[Point annotation records]
((

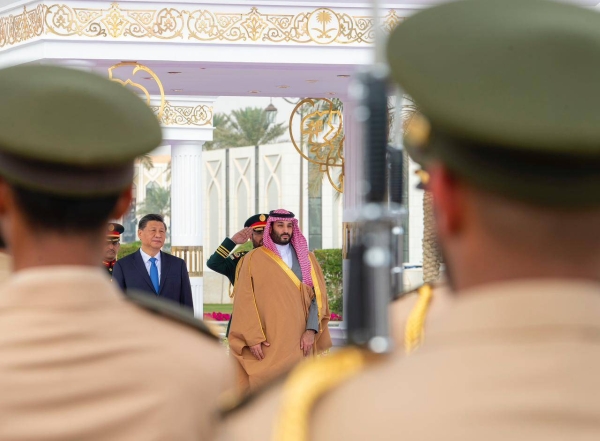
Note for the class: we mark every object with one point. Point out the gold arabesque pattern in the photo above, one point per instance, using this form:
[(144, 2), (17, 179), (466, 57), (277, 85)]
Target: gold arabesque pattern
[(322, 128), (137, 67), (22, 27), (322, 26), (200, 115)]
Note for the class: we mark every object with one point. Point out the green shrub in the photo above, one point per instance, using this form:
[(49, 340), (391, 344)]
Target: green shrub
[(247, 246), (331, 264)]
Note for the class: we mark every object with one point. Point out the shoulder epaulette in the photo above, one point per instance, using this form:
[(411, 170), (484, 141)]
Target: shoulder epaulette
[(170, 310), (235, 256)]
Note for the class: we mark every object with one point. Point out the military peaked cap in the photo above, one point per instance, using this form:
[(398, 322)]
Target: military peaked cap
[(257, 222), (510, 92), (68, 132)]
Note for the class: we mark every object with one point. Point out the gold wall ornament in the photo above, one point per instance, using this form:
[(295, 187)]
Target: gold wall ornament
[(322, 26), (200, 115), (22, 27), (129, 82), (115, 22), (321, 129)]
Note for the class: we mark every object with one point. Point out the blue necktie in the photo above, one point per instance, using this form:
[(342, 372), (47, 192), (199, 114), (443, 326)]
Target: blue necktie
[(154, 274)]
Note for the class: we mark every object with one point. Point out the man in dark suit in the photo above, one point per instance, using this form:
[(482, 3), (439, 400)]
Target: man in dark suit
[(151, 270)]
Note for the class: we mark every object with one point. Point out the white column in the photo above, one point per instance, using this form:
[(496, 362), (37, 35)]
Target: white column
[(187, 213), (353, 196), (187, 124)]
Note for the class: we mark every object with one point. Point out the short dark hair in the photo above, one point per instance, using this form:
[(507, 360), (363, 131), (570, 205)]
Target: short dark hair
[(65, 214), (150, 217)]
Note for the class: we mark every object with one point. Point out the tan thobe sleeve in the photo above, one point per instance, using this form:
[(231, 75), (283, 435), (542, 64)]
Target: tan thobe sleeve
[(246, 327)]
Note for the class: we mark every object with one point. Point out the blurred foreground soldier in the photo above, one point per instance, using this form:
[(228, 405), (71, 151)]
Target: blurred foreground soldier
[(223, 261), (79, 361), (280, 310), (509, 88), (113, 243)]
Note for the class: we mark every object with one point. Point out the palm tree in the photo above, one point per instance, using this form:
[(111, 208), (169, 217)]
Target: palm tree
[(158, 201), (146, 161), (247, 127)]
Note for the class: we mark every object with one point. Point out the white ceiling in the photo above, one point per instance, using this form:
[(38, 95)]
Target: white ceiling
[(240, 80)]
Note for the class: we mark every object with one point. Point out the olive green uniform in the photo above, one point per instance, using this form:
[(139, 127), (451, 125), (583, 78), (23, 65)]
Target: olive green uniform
[(223, 262)]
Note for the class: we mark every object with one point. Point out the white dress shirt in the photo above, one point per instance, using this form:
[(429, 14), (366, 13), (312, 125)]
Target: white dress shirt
[(146, 258), (285, 251)]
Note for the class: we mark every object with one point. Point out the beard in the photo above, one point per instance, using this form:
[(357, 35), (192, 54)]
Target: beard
[(279, 240)]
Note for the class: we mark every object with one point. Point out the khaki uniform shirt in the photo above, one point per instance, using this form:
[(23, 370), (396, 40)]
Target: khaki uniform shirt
[(79, 362), (516, 360)]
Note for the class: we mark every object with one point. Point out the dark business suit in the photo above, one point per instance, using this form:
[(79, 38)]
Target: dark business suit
[(131, 274)]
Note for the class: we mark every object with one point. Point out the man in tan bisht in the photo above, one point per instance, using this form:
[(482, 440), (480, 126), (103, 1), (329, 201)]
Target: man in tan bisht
[(280, 305), (513, 155)]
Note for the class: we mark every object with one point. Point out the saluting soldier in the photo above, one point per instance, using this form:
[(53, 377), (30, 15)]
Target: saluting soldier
[(509, 91), (223, 261), (80, 361), (113, 243)]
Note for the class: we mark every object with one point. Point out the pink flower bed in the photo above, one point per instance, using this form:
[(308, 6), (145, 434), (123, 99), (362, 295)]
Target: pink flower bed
[(218, 316)]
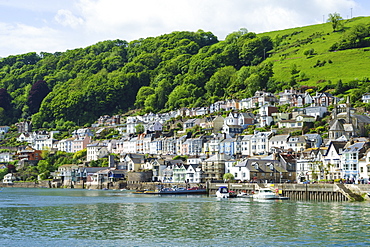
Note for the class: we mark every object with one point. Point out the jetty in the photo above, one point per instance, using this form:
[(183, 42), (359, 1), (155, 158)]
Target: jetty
[(317, 191)]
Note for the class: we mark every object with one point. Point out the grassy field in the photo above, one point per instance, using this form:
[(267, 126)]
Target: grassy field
[(346, 65)]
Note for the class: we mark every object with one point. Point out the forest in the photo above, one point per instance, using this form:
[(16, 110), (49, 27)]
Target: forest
[(180, 69)]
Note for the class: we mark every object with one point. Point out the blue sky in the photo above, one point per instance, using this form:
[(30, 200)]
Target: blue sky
[(58, 25)]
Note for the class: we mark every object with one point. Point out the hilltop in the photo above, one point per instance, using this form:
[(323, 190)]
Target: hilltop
[(347, 65), (181, 69)]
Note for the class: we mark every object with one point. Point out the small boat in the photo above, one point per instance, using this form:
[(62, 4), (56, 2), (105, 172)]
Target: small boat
[(174, 191), (243, 195), (224, 192), (267, 194)]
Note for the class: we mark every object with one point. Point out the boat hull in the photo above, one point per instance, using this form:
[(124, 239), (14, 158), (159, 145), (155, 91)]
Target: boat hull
[(175, 192)]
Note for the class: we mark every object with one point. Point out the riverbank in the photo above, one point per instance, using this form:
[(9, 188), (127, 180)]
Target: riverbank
[(324, 192)]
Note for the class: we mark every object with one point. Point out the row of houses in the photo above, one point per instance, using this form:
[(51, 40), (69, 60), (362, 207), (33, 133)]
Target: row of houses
[(348, 161), (291, 97)]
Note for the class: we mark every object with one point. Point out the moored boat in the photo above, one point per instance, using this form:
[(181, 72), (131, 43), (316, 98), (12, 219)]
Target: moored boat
[(224, 192), (175, 191), (267, 194)]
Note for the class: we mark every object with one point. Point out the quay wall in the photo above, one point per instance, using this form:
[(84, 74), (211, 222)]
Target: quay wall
[(322, 192)]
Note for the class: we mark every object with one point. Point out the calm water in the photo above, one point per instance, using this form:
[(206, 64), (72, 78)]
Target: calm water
[(61, 217)]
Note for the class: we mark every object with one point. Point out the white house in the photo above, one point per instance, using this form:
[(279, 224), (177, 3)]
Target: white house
[(96, 151)]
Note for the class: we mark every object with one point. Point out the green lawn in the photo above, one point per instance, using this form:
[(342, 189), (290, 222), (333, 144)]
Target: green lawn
[(346, 65)]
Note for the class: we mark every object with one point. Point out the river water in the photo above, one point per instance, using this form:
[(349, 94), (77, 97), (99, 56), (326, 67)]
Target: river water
[(67, 217)]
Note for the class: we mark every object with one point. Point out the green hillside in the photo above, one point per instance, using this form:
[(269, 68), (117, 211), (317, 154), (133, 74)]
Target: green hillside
[(181, 69), (351, 64)]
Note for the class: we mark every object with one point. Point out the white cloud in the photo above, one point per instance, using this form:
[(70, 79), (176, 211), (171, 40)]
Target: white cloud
[(67, 24), (66, 18)]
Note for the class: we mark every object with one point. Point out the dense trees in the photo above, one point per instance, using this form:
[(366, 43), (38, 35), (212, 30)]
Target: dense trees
[(38, 92), (180, 69)]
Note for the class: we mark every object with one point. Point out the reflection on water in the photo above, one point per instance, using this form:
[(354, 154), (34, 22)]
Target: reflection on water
[(44, 217)]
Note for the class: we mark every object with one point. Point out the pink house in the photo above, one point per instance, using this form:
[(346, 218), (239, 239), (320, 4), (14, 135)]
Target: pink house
[(80, 143)]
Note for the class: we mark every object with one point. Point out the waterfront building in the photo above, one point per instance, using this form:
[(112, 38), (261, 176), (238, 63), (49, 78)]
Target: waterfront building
[(96, 151), (214, 167), (351, 155)]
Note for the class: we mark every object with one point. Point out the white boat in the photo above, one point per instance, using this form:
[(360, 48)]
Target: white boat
[(243, 195), (266, 194), (223, 192)]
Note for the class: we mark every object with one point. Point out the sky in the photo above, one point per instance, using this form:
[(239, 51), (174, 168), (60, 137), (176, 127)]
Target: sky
[(60, 25)]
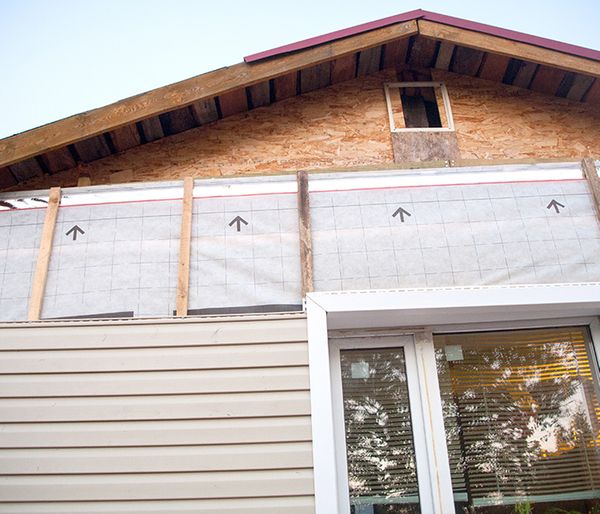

))

WRITTEN PROBLEM: Put the lines above into a JSON list of strings, one string per line and no blank lines, from the line with "out the blurred" up to and including the line with "[(158, 201), (146, 161), (247, 127)]".

COMPLETED EXERCISE:
[
  "Note for the class: we mark every object with one point. Point out the blurred foreground soldier in the photo above, one point per instance, using this form:",
  "[(228, 405), (71, 151)]",
  "Target: blurred foreground soldier",
  "[(223, 261), (79, 361), (280, 310), (509, 88), (113, 243)]",
  "Note for the class: we mark every object with one point. Point out the palm tree in the photo above, one point per instance, using this form:",
  "[(111, 208), (169, 217)]",
  "Target: palm tree",
  "[(158, 201), (146, 161), (247, 127)]"
]